◆ **PASSAGE**
———
Federal Reserve Bank of San Francisco – When Will the Fed End Its Zero Rate Policy? by Jens Christensen “U.S. Treasury yields and other interest rates increased in the months leading up to the Federal Reserve’s December 2013 decision to cut back its large-scale bond purchases. This increase in rates probably at least partly reflected changes in what bond investors expected regarding future monetary policy. Recent research on this episode tentatively suggests that investors moved earlier the date when they believed the Fed would exit its zero interest rate policy, even though Fed policymakers made few changes in their projections of appropriate monetary policy.
———
◆ **INFORMATION SHOWN**
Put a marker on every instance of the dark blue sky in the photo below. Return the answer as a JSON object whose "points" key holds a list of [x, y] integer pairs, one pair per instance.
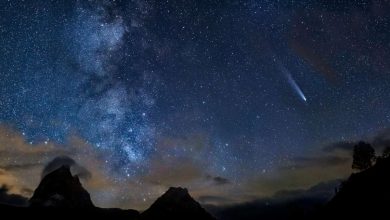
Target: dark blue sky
{"points": [[240, 88]]}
———
◆ **TASK REQUIREMENTS**
[1] Return the part of the Fed zero-rate passage between "Federal Reserve Bank" and "appropriate monetary policy.", inclusive.
[2] For each statement, say whether it agrees with the Fed zero-rate passage, answering yes or no and quoting the words that decide it: (a) Treasury yields rose in the months before the Fed's December 2013 decision to reduce its bond purchases. (b) Fed policymakers substantially revised their projections of appropriate monetary policy. (c) The research suggests investors came to expect a later exit from the zero interest rate policy.
[3] Write what comes next in the Fed zero-rate passage, continuing from its last sentence.

◆ **TASK ANSWERS**
[1]
Federal Reserve Bank of San Francisco – When Will the Fed End Its Zero Rate Policy? by Jens Christensen “U.S. Treasury yields and other interest rates increased in the months leading up to the Federal Reserve’s December 2013 decision to cut back its large-scale bond purchases. This increase in rates probably at least partly reflected changes in what bond investors expected regarding future monetary policy. Recent research on this episode tentatively suggests that investors moved earlier the date when they believed the Fed would exit its zero interest rate policy, even though Fed policymakers made few changes in their projections of appropriate monetary policy.

[2]
(a) Yes: "U.S. Treasury yields and other interest rates increased in the months leading up to the Federal Reserve’s December 2013 decision to cut back its large-scale bond purchases."
(b) No: "Fed policymakers made few changes in their projections of appropriate monetary policy."
(c) No: "investors moved earlier the date when they believed the Fed would exit its zero interest rate policy"

[3]
“The severe shock of the 2007–08 financial crisis prompted the Federal Reserve to quickly lower its target for its primary policy rate, the overnight federal funds rate, near to zero, where it has remained since. Despite this highly stimulatory stance of conventional monetary policy, the economic recovery has been sluggish and inflation has been low. For that reason, the Federal Open Market Committee (FOMC), the Fed’s policy body, has provided additional monetary stimulus by using unconventional measures to push down longer-term interest rates. One element of this unconventional policy has been large-scale asset purchases (LSAPs). Another has been public guidance about how long the FOMC expects to keep its federal funds rate target exceptionally low. The effect of this forward guidance depends on how financial market participants interpret FOMC communications, in particular when they expect the Fed to exit from its near-zero rate policy, a shift often called “liftoff” (see Bauer and Rudebusch 2013). This Economic Letter examines recent research estimating when bond investors expect liftoff to take place (see Christensen 2013). This research suggests that bond investor expectations for the date of exit have moved forward notably in recent months, probably because they anticipated the FOMC’s decision at its December 2013 meeting to cut back large-scale asset purchases. This research suggests that market participants expect the FOMC to start raising rates in the spring of 2015, but the exact timing is highly uncertain.”